#### Problem requirements
Your output is the line containing "Where can the green" plus every line after it in the listing, reproduced exactly.

= Beginning of Section =

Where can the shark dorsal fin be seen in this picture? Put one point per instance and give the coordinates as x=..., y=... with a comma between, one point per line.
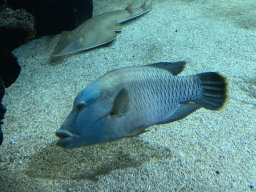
x=173, y=68
x=121, y=103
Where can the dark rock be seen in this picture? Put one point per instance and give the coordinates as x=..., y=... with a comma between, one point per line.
x=9, y=72
x=54, y=16
x=16, y=28
x=9, y=69
x=2, y=109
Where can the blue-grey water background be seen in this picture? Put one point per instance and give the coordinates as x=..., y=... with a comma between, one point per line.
x=206, y=151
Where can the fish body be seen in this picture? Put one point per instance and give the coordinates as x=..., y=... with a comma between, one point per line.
x=96, y=31
x=126, y=101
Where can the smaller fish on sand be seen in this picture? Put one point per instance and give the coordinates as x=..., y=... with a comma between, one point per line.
x=96, y=31
x=124, y=102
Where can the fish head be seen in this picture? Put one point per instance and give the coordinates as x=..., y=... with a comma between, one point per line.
x=85, y=125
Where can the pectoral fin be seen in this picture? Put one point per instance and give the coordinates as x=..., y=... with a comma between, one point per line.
x=183, y=111
x=136, y=132
x=121, y=103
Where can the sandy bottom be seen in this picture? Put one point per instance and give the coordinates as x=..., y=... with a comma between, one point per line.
x=207, y=151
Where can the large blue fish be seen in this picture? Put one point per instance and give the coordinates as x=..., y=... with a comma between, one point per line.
x=124, y=102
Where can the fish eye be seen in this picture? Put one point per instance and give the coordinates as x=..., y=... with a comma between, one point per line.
x=80, y=105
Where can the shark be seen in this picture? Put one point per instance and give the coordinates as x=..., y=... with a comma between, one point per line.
x=97, y=31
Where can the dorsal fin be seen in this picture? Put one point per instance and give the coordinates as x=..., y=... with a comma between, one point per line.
x=121, y=103
x=129, y=8
x=173, y=68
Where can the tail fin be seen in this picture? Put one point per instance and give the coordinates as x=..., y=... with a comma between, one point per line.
x=215, y=90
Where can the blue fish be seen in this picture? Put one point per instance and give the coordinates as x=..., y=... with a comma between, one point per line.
x=124, y=102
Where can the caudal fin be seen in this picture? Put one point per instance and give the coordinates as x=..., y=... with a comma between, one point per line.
x=215, y=90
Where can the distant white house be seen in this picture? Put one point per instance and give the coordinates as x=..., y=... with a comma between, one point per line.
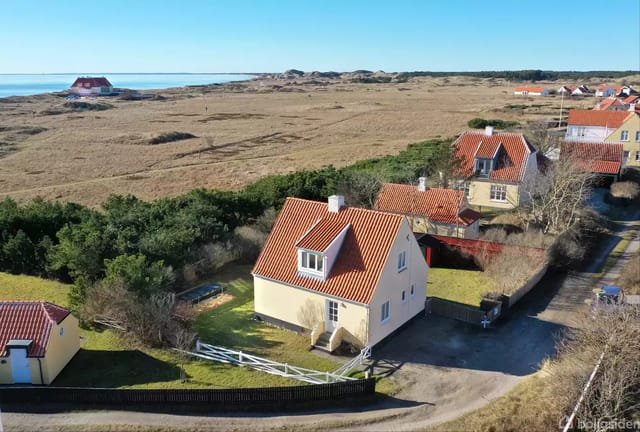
x=92, y=86
x=608, y=91
x=531, y=91
x=582, y=90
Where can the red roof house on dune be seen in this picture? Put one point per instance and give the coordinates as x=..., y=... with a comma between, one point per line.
x=431, y=210
x=497, y=168
x=37, y=340
x=92, y=86
x=599, y=158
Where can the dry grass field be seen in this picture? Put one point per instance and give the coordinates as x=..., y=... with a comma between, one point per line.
x=243, y=131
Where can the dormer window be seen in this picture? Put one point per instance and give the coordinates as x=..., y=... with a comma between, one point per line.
x=311, y=261
x=483, y=167
x=318, y=249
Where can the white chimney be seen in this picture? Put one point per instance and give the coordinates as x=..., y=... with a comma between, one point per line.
x=422, y=184
x=335, y=203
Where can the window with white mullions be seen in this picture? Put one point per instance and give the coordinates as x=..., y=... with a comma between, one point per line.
x=402, y=260
x=498, y=193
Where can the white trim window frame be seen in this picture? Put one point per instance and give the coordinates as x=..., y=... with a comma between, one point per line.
x=402, y=261
x=498, y=193
x=311, y=262
x=624, y=135
x=385, y=313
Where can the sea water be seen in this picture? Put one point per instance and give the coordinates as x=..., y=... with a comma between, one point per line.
x=31, y=84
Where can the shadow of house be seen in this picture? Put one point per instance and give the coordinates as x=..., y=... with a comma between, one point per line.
x=112, y=369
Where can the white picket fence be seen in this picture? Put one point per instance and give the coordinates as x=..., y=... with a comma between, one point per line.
x=226, y=355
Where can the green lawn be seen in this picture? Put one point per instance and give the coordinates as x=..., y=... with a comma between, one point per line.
x=109, y=360
x=462, y=286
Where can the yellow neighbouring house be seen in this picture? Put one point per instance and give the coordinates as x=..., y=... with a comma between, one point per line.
x=613, y=127
x=342, y=274
x=497, y=169
x=37, y=340
x=433, y=211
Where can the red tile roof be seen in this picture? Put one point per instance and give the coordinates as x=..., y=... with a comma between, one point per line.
x=322, y=235
x=359, y=265
x=604, y=87
x=609, y=102
x=600, y=158
x=89, y=82
x=512, y=164
x=531, y=89
x=439, y=205
x=610, y=119
x=29, y=320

= End of Section =

#### Task solution
Where can the green lawn be seen in this picture? Put one point per instance and give the coordinates as x=..., y=... with a comma between, one point per line.
x=109, y=360
x=462, y=286
Where can the yellow neighbouring house be seen in this picture? Put one point per instance and give the coordinates as x=..., y=... with a comma between, one point per line.
x=613, y=127
x=342, y=274
x=497, y=169
x=37, y=340
x=433, y=211
Where can the red tile roof be seen in this picture? Put one point per instance and give the coordinates as x=..., y=... with a comma between, one point per line.
x=322, y=235
x=359, y=265
x=604, y=87
x=609, y=102
x=600, y=158
x=89, y=82
x=512, y=164
x=531, y=89
x=439, y=205
x=610, y=119
x=29, y=320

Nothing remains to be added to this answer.